━━━ PROVIDED TEXT ━━━

Saturday, October 11, 2008

One Month Later

Dear Friends and Family,

Today is Saturday, October 11, 2008. The surgery to remove the affected vertebra in my back happened 1 month ago today. And today I took my first round of steroid medications to combat the cancer in my body. The chemotherapy medication is on order and should be here this week and I will start it as soon as it arrives. I am happy that we are doing things to fight the disease, instead of just waiting for things to happen.

I’ve been able to get out and around some. I drove myself to the doctor’s office on Thursday and to get a hair cut on Friday. Also, last night I drove to church to attend our Celebrate Recovery program. Driving is a little daunting because it has been over a month since I have driven at all. But, I did just fine. I’m very cautious and I stay on “all point lookout” the entire time I’m behind the wheel. And, for those who might wonder, no… I don’t use the cell phone while driving.

━━━

__TASK STATEMENT__:
Please copy out the full "One Month Later" post above, word for word.

━━━ DATA ━━━

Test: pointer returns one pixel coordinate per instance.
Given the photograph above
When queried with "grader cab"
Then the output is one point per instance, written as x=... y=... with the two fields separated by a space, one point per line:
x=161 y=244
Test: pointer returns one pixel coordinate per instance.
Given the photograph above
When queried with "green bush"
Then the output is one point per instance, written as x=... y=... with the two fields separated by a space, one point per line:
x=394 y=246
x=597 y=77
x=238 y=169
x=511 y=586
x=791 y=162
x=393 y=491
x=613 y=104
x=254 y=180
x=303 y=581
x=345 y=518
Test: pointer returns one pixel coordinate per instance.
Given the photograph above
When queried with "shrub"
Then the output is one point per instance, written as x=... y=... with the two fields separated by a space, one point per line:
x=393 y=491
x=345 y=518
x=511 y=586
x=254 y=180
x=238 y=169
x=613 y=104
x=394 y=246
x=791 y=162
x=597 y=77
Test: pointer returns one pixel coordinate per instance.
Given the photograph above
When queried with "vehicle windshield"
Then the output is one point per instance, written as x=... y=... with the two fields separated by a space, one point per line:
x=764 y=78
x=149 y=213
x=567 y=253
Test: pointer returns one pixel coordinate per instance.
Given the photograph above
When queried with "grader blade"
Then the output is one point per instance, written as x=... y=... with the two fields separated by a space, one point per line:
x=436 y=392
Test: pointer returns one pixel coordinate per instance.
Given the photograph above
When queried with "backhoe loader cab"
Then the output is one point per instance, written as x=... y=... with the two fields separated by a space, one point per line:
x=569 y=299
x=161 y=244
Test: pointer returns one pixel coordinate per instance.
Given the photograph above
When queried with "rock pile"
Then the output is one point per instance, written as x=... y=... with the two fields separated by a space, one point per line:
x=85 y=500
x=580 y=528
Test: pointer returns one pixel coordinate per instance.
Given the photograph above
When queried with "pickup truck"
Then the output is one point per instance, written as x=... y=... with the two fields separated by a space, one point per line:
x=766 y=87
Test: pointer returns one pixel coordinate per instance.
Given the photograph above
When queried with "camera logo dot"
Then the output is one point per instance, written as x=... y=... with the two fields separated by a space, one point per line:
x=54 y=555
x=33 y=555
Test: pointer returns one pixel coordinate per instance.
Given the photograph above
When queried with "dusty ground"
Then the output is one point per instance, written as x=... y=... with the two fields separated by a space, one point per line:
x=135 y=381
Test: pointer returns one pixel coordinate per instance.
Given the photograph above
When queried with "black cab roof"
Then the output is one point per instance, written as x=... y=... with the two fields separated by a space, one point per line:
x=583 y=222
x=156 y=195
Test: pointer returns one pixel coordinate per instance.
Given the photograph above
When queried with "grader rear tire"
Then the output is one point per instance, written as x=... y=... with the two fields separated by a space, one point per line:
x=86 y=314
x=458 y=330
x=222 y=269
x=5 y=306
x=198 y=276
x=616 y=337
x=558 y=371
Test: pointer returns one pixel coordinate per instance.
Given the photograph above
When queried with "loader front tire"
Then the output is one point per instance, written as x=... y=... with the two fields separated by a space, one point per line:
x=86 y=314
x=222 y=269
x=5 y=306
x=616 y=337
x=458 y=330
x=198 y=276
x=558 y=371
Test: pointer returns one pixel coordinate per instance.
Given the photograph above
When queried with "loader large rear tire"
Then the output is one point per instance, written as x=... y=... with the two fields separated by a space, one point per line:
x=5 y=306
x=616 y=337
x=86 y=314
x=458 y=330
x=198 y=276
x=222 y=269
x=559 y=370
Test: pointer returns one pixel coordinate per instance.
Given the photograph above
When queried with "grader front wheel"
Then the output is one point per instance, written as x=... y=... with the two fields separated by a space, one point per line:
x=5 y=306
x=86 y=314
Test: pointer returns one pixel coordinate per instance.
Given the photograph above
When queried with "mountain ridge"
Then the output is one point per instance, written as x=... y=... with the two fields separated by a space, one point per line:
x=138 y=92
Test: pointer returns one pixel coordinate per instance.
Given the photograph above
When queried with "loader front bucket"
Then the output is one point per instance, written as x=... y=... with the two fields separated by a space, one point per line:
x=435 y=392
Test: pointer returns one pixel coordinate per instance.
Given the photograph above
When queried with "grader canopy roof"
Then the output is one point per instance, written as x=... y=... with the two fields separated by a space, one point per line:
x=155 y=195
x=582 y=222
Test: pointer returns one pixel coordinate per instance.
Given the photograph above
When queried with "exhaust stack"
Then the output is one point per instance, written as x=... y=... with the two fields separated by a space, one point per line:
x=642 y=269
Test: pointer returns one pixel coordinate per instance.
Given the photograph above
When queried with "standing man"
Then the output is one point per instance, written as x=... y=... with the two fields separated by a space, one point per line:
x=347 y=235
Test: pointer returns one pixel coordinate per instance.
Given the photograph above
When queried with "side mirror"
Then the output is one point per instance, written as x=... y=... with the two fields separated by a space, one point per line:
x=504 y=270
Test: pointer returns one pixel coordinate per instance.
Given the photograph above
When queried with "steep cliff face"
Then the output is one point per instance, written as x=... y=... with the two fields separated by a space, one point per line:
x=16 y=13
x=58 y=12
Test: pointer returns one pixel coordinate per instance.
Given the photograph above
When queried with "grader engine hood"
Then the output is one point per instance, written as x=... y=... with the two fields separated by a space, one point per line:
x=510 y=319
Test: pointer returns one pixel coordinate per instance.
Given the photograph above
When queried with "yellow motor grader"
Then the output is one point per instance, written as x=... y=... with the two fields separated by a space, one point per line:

━━━

__SOLUTION TO THIS PROBLEM__:
Saturday, October 11, 2008

One Month Later

Dear Friends and Family,

Today is Saturday, October 11, 2008. The surgery to remove the affected vertebra in my back happened 1 month ago today. And today I took my first round of steroid medications to combat the cancer in my body. The chemotherapy medication is on order and should be here this week and I will start it as soon as it arrives. I am happy that we are doing things to fight the disease, instead of just waiting for things to happen.

I’ve been able to get out and around some. I drove myself to the doctor’s office on Thursday and to get a hair cut on Friday. Also, last night I drove to church to attend our Celebrate Recovery program. Driving is a little daunting because it has been over a month since I have driven at all. But, I did just fine. I’m very cautious and I stay on “all point lookout” the entire time I’m behind the wheel. And, for those who might wonder, no… I don’t use the cell phone while driving.